[Start]

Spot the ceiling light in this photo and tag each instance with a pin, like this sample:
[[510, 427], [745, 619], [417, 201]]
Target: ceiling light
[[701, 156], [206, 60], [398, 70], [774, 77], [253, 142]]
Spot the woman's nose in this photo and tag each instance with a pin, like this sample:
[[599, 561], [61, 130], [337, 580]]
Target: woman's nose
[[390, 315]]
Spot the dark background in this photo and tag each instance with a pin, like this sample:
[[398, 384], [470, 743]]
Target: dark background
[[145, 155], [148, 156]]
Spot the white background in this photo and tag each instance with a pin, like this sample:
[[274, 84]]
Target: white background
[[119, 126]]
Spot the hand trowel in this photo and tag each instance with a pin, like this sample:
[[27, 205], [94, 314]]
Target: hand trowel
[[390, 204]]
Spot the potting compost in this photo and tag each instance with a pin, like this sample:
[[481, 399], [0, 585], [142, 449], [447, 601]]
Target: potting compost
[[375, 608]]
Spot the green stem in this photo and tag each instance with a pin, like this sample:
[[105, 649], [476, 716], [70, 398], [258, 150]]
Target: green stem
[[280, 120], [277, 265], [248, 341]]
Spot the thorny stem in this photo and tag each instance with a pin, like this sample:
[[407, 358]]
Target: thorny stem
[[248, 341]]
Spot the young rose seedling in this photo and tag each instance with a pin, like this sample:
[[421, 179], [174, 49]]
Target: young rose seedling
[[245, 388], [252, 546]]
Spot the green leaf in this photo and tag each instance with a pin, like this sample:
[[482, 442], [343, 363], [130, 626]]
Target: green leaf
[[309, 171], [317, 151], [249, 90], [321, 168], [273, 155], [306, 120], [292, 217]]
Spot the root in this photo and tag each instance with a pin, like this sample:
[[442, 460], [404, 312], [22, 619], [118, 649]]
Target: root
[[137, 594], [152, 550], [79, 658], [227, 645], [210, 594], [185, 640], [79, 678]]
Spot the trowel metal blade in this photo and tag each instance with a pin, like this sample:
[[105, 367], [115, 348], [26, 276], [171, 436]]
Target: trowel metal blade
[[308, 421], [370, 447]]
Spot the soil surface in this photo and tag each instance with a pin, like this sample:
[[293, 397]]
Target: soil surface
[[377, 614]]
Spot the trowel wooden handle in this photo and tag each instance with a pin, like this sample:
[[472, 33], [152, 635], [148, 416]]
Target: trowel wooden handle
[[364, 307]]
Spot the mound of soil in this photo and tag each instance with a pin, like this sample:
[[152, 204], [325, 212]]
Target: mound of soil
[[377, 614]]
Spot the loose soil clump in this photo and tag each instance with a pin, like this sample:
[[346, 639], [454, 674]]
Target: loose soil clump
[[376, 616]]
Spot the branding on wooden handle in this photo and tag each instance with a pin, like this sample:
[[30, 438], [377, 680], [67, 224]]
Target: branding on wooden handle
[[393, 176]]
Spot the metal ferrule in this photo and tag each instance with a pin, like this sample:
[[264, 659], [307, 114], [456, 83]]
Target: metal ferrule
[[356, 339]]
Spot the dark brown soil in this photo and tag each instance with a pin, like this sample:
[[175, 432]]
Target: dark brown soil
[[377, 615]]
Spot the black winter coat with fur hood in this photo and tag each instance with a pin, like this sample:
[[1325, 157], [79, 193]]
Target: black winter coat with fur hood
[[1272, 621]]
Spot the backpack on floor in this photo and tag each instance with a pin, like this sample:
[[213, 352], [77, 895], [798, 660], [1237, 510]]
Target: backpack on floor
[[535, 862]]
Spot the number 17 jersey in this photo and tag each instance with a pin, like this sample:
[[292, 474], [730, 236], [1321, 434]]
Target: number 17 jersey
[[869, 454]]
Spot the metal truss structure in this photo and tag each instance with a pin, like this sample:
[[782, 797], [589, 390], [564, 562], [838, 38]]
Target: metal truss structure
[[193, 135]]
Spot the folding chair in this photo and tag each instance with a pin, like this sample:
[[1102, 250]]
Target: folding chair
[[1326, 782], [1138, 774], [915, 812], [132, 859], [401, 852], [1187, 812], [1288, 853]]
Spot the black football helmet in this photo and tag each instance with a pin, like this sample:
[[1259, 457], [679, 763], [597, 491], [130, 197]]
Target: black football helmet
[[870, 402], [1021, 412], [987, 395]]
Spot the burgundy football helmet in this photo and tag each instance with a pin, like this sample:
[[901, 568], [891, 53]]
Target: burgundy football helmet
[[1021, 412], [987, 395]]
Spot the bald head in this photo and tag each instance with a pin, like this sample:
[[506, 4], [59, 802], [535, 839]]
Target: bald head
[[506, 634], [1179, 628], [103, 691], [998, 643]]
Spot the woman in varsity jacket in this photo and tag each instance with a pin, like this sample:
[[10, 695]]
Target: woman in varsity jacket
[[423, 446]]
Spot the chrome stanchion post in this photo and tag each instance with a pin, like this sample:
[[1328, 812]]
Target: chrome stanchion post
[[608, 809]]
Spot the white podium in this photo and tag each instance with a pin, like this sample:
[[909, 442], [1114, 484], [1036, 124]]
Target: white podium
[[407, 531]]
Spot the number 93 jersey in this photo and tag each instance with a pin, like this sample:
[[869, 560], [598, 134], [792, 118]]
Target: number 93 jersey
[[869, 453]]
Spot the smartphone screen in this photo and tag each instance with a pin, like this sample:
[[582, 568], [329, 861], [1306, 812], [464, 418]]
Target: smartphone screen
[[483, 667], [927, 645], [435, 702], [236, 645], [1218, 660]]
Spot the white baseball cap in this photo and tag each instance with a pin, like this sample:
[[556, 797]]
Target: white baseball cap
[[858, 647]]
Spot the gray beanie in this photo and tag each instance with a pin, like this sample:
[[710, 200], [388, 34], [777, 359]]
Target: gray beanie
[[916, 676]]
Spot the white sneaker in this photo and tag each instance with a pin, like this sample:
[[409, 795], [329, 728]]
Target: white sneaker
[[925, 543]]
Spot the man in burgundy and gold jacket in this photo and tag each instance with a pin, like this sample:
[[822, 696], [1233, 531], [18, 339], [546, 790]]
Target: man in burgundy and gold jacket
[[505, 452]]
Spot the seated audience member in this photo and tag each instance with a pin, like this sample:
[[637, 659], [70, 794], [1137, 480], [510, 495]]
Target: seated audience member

[End]

# The exercise
Can you convert every line of the rows above into a two-column Markdown table, numbering each line under "No" and putting its text under "Line", with blank lines left out?

# Response to this task
| No | Line |
|---|---|
| 1 | Spot the ceiling light in this photo and tag each instance with a pin, like this sample: |
| 2 | [[510, 427], [745, 619], [417, 201]] |
| 3 | Target: ceiling light |
| 4 | [[701, 156], [206, 60], [398, 70], [774, 77], [253, 142]] |
| 5 | Spot the woman's nose in this photo and tag each instance with a pin, like this sample: |
| 6 | [[599, 561], [61, 130], [337, 580]] |
| 7 | Target: woman's nose |
| 8 | [[390, 315]] |
| 9 | Spot the dark background in this photo and tag each instance with a pin, like this sample: |
| 10 | [[398, 384], [470, 743]] |
| 11 | Target: dark background |
| 12 | [[145, 155], [148, 156]] |
| 13 | Spot the white background in this photo and tag each instance with a pin, like this sample: |
| 14 | [[274, 84]] |
| 15 | Target: white background |
| 16 | [[119, 126]] |
| 17 | Spot the hand trowel in this photo and tag each instance with a pin, like this sample: |
| 18 | [[27, 205], [94, 314]] |
| 19 | Target: hand trowel |
| 20 | [[390, 204]] |
| 21 | Spot the potting compost in this photo and tag each instance with a pin, like this sample: |
| 22 | [[481, 399], [0, 585], [142, 449], [447, 601]] |
| 23 | Target: potting compost |
| 24 | [[375, 608]] |
| 25 | Spot the green stem in this photo and tag each instance with a pin, like this sample: |
| 26 | [[105, 649], [476, 716], [70, 398], [258, 150]] |
| 27 | Target: green stem |
| 28 | [[280, 120], [277, 265], [248, 341]] |
| 29 | Spot the thorny stem in this photo and tag each instance with a pin, like this sample: |
| 30 | [[407, 358]] |
| 31 | Target: thorny stem |
| 32 | [[248, 341]] |
| 33 | Spot the young rose seedling in this photo and tag each instance with a pin, like this sample: |
| 34 | [[421, 179], [174, 49]] |
| 35 | Target: young rose seedling |
| 36 | [[245, 388], [252, 546]] |
| 37 | Spot the green leaf in this photo and tag each instance with a pin, like this sample: |
| 38 | [[482, 442], [343, 363], [130, 626]] |
| 39 | Target: green leaf |
| 40 | [[309, 171], [317, 151], [249, 90], [321, 168], [273, 155], [306, 120], [292, 217]] |
| 41 | Spot the root in this photo and tag each instance with a pin, like this sample: |
| 42 | [[442, 460], [404, 312], [22, 619], [118, 649]] |
| 43 | Target: root |
| 44 | [[137, 594], [152, 550], [79, 658], [227, 645], [210, 594], [185, 640], [79, 678]] |
| 45 | Spot the trowel metal blade in this photo and tag each instance with a pin, like this sample: |
| 46 | [[105, 367], [115, 348], [26, 276], [171, 436]] |
| 47 | Target: trowel metal blade |
| 48 | [[308, 421], [370, 447]] |
| 49 | Spot the soil surface in this photo and tag each instance with a pin, like this sample: |
| 50 | [[293, 397]] |
| 51 | Target: soil surface |
| 52 | [[377, 614]] |
| 53 | Spot the trowel wooden handle in this photo and tag each instance with a pin, like this sample: |
| 54 | [[472, 33], [152, 635], [148, 416]] |
| 55 | Target: trowel wooden handle |
| 56 | [[364, 307]] |
| 57 | Spot the mound of soil in this photo and tag each instance with a pin, like this sample: |
| 58 | [[152, 204], [325, 212]] |
| 59 | Target: mound of soil |
| 60 | [[377, 614]] |
| 61 | Spot the loose soil clump in this photo and tag each instance with a pin, like this sample: |
| 62 | [[346, 639], [454, 674]] |
| 63 | Target: loose soil clump |
| 64 | [[376, 616]] |
| 65 | Spot the branding on wooden handle in this photo and tag each instance with a pin, like this sample: |
| 66 | [[30, 438], [377, 680], [67, 224]] |
| 67 | Target: branding on wooden handle |
| 68 | [[393, 176]] |
| 69 | Spot the metal ferrule in this photo and tag each instance with a pin, like this sample: |
| 70 | [[264, 659], [307, 114], [456, 83]] |
| 71 | Target: metal ferrule |
| 72 | [[356, 339]] |
| 73 | Spot the dark brown soil in this photo and tag each instance with a pin, like this sample: |
| 74 | [[175, 432]] |
| 75 | Target: dark brown soil |
| 76 | [[377, 615]] |
| 77 | Spot the black winter coat with fur hood in this photo and tag each instance with a pin, like this sample: |
| 78 | [[1325, 157], [79, 193]] |
| 79 | Target: black winter coat with fur hood |
| 80 | [[1272, 621]] |
| 81 | Spot the backpack on floor in this photo and tag each instance with a pin, like this sample: |
| 82 | [[213, 352], [77, 895], [798, 660], [1237, 510]] |
| 83 | Target: backpack on floor |
| 84 | [[535, 862]] |
| 85 | Spot the number 17 jersey in this photo and tag each instance with a pin, like this sample: |
| 86 | [[292, 474], [730, 236], [1321, 434]] |
| 87 | Target: number 17 jersey |
| 88 | [[869, 454]] |
| 89 | Spot the metal truss structure in this photo and tag each instance with a pin, like this sample: |
| 90 | [[782, 797], [589, 390], [564, 562], [838, 38]] |
| 91 | Target: metal truss structure |
| 92 | [[193, 135]] |
| 93 | Spot the folding chair in this photo and tag each instance with a pin, like this sample: |
| 94 | [[1102, 250]] |
| 95 | Target: folding chair |
| 96 | [[1326, 782], [1138, 774], [915, 812], [132, 859], [401, 852], [1187, 812], [1288, 853]] |
| 97 | Spot the black football helmet in this photo and tag each instance with a pin, like this sample: |
| 98 | [[1259, 457], [679, 763], [597, 491], [130, 197]] |
| 99 | Target: black football helmet |
| 100 | [[870, 402], [1021, 412], [987, 395]] |
| 101 | Spot the burgundy football helmet in this photo and tag each instance with a pin, like this sample: |
| 102 | [[901, 568], [891, 53]] |
| 103 | Target: burgundy football helmet |
| 104 | [[1021, 412], [987, 395]] |
| 105 | Spot the bald head in this photo and tag each instance with a pin, like this sample: |
| 106 | [[506, 4], [59, 802], [535, 839]] |
| 107 | Target: bald head |
| 108 | [[506, 634], [1179, 628], [103, 691], [998, 643]] |
| 109 | Spot the woman in varsity jacket in this photo and tag each instance with a pin, like this sample: |
| 110 | [[10, 695]] |
| 111 | Target: woman in varsity jacket |
| 112 | [[423, 446]] |
| 113 | Spot the chrome stanchion post in this photo and tag each instance with a pin, like this sample: |
| 114 | [[1328, 812]] |
| 115 | Target: chrome stanchion post |
| 116 | [[608, 809]] |
| 117 | Spot the white podium in this photo and tag each instance with a pin, like this sample: |
| 118 | [[909, 442], [1114, 484], [1036, 124]] |
| 119 | Target: white podium |
| 120 | [[407, 531]] |
| 121 | Spot the number 93 jersey in this photo and tag each instance with a pin, like this sample: |
| 122 | [[869, 560], [598, 134], [792, 118]] |
| 123 | Target: number 93 jersey |
| 124 | [[869, 453]] |
| 125 | Spot the smartphone screen in this photo and tag each instance with a pin, like this sample: |
| 126 | [[582, 568], [329, 861], [1306, 812], [464, 418]] |
| 127 | Target: smartphone screen |
| 128 | [[483, 667], [927, 645], [435, 702], [236, 645], [1218, 660]] |
| 129 | Spot the white baseball cap in this photo and tag each instance with a pin, like this sample: |
| 130 | [[556, 797]] |
| 131 | Target: white baseball cap |
| 132 | [[858, 647]] |
| 133 | Spot the gray beanie in this photo and tag each instance with a pin, like this sample: |
| 134 | [[710, 200], [388, 34], [777, 359]] |
| 135 | Target: gray beanie |
| 136 | [[916, 676]] |
| 137 | Spot the white sneaker in this photo and tag each instance with a pin, like this sample: |
| 138 | [[409, 795], [329, 728]] |
| 139 | Target: white sneaker |
| 140 | [[925, 543]] |
| 141 | Spot the man in burgundy and gold jacket in this photo and tag each instance with a pin, like this sample: |
| 142 | [[822, 696], [1233, 531], [18, 339], [546, 790]] |
| 143 | Target: man in burgundy and gold jacket |
| 144 | [[505, 452]] |
| 145 | Spot the seated audience member in this photo and tag each instance with a pin, like this sample: |
| 146 | [[637, 659], [70, 794], [1137, 480], [510, 495]] |
| 147 | Target: seated audience member |